▶ **Angezeigter Text**:
Die Hacker haben vollen Zugriff - auf Webcam, Fotos, Videos

Mit Fernwartungssoftware, einem sogenannten Remote Administration Tool (RAT), können die Hacker, Ratter nennen sie sich oft selbst, auf die Privatrechner zugreifen. Ist der Computer einmal geknackt, haben die Eindringlinge den vollen Zugriff - etwa auf die Webcam. Sie können Fotos und Videos stehlen, die auf dem Computer abgespeichert sind, und im Internet hochladen. Sie dringen in das Privatleben der Menschen ein.

Ein Franzose, dunkle Locken, mittleres Alter, sitzt in seiner Küche. Er blickt auf seinen Laptop, direkt in die Webcam. Dann schreckt er zurück. Auf dem Bildschirm erscheint ein Foto von ihm mit dem Untertitel "Tu pues comme un tas de chien." - "Du stinkst wie ein Hundehaufen." Zuvor hatte der offenbar deutsche Hacker extra französische Schimpfwörter im Internet gesucht. Ratting, so nennen die Hacker ihr fragwürdiges "Hobby", gibt es also auch in Deutschland.

Innenminister Jäger: "Cybercrime ist die Kriminalität von heute."

▶ **Zu beantwortende Fragen**:
(a) Wie nennen sich die Hacker laut dem Text über Ratting oft selbst?
(b) Prüfen Sie, ob die folgenden Aussagen mit dem Text über Ratting übereinstimmen: (i) Ein RAT ist eine Fernwartungssoftware. (ii) Der Mann in der Küche ist Deutscher. (iii) Der Hacker hatte vorher französische Schimpfwörter im Internet gesucht.
(c) Geben Sie den Abschnitt des Textes über Ratting zwischen "Mit Fernwartungssoftware, einem" und "auch in Deutschland." einschließlich wortgetreu wieder.

▶ **Gespeicherte Dateneinträge**:
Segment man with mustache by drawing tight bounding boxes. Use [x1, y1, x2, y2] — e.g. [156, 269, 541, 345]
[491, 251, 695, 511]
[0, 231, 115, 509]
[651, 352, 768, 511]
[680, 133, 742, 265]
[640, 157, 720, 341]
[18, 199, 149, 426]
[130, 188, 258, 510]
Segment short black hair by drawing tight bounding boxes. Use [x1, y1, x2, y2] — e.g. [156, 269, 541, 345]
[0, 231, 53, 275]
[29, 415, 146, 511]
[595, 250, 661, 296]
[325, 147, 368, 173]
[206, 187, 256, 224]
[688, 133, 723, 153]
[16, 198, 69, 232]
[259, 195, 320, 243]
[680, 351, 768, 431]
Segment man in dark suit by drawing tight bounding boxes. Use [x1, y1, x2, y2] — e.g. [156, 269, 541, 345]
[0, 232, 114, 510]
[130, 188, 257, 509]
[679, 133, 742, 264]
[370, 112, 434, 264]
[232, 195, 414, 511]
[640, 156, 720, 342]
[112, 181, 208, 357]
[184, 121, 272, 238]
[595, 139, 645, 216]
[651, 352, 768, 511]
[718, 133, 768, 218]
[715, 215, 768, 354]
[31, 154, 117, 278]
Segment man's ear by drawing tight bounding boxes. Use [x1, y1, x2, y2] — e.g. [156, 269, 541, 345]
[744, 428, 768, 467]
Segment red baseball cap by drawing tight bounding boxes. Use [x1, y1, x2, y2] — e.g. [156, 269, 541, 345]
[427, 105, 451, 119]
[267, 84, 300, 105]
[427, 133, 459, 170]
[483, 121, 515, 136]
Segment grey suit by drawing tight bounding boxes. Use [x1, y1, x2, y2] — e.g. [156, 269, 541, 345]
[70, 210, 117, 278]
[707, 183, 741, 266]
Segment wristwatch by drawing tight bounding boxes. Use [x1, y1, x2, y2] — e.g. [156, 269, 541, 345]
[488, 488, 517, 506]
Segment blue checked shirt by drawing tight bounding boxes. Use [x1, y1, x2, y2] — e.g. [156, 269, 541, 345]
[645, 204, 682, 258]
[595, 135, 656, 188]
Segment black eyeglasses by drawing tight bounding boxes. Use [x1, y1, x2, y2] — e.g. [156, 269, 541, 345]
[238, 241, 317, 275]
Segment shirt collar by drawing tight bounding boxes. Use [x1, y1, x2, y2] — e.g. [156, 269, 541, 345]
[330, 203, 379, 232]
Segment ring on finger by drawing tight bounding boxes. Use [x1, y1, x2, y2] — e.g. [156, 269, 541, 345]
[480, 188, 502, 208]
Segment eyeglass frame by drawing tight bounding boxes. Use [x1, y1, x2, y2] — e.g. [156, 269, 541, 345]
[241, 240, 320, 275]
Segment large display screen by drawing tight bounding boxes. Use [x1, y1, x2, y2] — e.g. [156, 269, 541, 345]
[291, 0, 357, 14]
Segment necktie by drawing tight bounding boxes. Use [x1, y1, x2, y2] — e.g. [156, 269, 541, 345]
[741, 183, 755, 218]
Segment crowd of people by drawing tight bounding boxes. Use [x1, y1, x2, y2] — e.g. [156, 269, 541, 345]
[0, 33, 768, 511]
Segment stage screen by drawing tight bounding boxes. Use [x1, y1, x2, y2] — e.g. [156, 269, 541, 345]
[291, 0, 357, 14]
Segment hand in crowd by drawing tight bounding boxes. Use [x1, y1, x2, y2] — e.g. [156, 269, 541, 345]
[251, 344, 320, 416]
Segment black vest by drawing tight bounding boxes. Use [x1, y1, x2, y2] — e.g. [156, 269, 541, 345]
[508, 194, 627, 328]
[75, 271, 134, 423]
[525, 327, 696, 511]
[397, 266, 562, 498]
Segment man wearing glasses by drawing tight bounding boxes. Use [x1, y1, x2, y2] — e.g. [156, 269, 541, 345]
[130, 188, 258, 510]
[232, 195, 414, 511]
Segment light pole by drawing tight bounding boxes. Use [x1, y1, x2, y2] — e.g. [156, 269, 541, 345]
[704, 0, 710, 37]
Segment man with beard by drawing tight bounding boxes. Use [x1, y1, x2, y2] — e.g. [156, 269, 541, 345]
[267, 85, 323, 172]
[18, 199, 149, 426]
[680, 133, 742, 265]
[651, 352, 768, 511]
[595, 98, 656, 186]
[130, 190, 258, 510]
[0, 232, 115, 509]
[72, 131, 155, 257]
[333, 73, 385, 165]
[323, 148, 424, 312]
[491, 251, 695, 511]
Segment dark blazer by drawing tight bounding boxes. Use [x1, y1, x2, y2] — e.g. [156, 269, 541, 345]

▶ **Ausgaben in Reihenfolge**:
(a) Ratter

(b)
(i) Ja: "Mit Fernwartungssoftware, einem sogenannten Remote Administration Tool (RAT)"
(ii) Nein: "Ein Franzose, dunkle Locken, mittleres Alter, sitzt in seiner Küche."
(iii) Ja: "Zuvor hatte der offenbar deutsche Hacker extra französische Schimpfwörter im Internet gesucht."

(c)
Mit Fernwartungssoftware, einem sogenannten Remote Administration Tool (RAT), können die Hacker, Ratter nennen sie sich oft selbst, auf die Privatrechner zugreifen. Ist der Computer einmal geknackt, haben die Eindringlinge den vollen Zugriff - etwa auf die Webcam. Sie können Fotos und Videos stehlen, die auf dem Computer abgespeichert sind, und im Internet hochladen. Sie dringen in das Privatleben der Menschen ein.

Ein Franzose, dunkle Locken, mittleres Alter, sitzt in seiner Küche. Er blickt auf seinen Laptop, direkt in die Webcam. Dann schreckt er zurück. Auf dem Bildschirm erscheint ein Foto von ihm mit dem Untertitel "Tu pues comme un tas de chien." - "Du stinkst wie ein Hundehaufen." Zuvor hatte der offenbar deutsche Hacker extra französische Schimpfwörter im Internet gesucht. Ratting, so nennen die Hacker ihr fragwürdiges "Hobby", gibt es also auch in Deutschland.